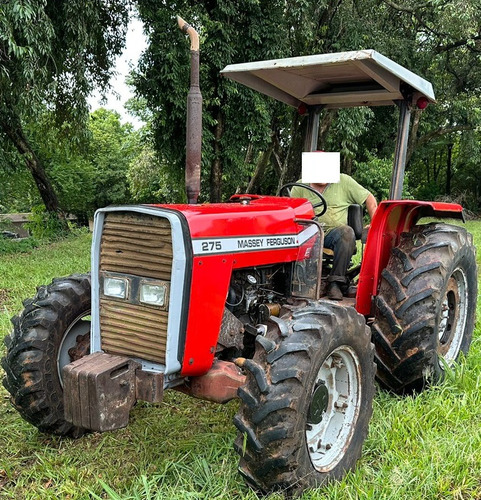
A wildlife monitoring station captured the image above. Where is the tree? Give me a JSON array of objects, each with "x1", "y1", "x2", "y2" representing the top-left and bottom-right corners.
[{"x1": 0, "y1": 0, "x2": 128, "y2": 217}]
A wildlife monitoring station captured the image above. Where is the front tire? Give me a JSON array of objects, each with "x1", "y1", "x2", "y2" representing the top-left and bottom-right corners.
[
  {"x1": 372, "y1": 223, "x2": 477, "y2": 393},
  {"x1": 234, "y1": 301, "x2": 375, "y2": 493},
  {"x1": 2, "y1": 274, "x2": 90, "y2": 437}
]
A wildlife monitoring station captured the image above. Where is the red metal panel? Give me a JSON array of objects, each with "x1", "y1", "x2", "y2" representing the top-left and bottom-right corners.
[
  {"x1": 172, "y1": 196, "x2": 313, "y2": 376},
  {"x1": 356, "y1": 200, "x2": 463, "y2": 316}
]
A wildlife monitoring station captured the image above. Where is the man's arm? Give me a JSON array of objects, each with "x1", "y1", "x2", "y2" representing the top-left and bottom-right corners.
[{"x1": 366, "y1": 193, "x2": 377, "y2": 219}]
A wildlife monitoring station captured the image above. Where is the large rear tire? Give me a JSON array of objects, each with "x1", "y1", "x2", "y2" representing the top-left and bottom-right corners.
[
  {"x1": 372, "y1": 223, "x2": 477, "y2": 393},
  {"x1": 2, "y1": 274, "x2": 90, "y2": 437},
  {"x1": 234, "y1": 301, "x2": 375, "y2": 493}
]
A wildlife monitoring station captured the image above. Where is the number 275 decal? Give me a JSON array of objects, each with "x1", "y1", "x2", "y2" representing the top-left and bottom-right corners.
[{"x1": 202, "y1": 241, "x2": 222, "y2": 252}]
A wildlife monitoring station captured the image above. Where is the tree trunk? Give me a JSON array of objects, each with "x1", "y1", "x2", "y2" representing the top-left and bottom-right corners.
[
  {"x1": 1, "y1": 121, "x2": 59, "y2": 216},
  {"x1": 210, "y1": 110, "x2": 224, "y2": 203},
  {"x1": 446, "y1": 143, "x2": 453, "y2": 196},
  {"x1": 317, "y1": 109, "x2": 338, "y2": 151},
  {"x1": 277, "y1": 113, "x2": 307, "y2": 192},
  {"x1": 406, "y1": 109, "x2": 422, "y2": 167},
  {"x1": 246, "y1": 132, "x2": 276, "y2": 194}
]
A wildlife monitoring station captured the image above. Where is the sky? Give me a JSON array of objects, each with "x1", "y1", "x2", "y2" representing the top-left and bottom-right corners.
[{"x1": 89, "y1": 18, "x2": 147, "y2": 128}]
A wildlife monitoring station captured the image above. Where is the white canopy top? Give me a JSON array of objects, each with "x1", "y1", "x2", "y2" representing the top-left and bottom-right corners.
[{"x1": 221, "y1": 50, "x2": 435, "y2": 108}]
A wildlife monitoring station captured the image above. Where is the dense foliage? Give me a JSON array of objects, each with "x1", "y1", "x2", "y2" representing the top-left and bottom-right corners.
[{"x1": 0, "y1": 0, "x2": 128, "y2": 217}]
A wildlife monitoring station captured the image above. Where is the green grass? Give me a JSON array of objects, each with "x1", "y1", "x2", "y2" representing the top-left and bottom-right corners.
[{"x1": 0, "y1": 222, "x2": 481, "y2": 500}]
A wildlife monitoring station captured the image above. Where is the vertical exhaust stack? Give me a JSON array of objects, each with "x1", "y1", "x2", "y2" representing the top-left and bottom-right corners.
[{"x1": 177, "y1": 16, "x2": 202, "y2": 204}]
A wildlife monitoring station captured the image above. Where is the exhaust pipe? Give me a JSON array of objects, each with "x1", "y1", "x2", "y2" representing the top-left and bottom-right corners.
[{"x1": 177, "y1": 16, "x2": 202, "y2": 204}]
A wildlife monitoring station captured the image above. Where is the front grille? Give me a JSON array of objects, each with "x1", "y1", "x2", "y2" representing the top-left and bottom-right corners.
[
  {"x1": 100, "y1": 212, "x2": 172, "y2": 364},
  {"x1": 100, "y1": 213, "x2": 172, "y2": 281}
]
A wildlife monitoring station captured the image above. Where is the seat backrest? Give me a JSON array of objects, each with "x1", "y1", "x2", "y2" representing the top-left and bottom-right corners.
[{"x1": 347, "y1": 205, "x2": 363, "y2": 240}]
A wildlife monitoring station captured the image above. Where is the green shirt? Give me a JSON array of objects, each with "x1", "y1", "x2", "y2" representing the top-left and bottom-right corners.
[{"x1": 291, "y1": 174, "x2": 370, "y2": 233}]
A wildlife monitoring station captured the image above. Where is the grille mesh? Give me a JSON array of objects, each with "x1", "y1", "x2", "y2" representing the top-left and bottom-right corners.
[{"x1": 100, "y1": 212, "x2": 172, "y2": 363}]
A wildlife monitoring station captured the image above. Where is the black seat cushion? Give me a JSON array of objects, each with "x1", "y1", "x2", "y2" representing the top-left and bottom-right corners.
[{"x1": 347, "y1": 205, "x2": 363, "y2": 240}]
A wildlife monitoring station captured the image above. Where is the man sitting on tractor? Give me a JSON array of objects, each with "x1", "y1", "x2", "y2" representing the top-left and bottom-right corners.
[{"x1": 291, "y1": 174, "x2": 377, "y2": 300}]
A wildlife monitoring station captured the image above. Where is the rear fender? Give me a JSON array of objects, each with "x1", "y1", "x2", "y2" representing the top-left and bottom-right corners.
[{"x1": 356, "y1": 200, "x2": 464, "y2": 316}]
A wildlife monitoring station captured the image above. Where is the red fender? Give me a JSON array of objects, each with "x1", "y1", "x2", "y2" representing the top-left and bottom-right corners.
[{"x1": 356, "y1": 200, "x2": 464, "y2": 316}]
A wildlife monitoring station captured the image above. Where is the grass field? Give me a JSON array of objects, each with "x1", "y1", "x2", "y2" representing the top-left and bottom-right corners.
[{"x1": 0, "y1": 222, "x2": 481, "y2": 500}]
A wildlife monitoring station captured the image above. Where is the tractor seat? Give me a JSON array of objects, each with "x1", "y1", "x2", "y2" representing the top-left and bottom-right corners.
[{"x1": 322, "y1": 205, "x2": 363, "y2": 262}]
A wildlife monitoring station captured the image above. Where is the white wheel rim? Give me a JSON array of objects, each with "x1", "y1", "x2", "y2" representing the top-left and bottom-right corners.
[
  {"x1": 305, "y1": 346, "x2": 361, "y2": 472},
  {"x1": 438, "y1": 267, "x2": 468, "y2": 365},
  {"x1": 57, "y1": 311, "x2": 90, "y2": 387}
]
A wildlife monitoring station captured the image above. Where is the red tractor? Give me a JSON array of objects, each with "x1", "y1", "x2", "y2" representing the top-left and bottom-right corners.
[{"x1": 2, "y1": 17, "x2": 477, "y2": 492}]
==
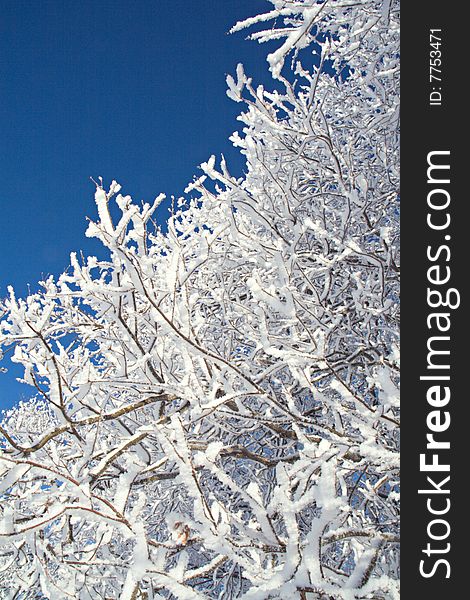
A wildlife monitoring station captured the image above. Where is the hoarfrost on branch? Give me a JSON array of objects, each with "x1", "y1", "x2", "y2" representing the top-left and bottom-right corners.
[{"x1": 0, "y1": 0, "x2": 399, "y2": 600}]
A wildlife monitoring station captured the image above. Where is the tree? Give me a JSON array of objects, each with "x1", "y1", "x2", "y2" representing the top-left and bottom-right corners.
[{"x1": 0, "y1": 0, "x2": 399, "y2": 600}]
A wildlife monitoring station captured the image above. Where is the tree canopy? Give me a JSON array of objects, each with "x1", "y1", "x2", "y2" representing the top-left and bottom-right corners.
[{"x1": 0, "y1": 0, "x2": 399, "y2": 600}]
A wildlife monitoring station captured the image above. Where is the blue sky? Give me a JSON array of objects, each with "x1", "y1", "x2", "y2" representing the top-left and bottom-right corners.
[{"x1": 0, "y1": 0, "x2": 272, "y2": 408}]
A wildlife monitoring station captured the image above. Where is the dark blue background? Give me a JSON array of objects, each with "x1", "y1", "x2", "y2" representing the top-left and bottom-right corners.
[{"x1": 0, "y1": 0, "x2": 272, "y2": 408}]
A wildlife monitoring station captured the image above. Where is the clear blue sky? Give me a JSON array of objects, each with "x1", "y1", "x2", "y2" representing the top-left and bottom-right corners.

*JOB*.
Gather every row above that contains the word "grass", and copy each one unchanged.

*TASK SOLUTION*.
A wildlife monitoring station captured the image above. Where is the green grass? Give me a JSON array of objects, each with "x1", "y1", "x2", "y2" representing the top-left and bottom-right corners.
A wildlife monitoring station captured the image above. Where is the grass field? Give me a JSON array of objects, each with "x1", "y1", "x2", "y2" representing the top-left and bottom-right corners.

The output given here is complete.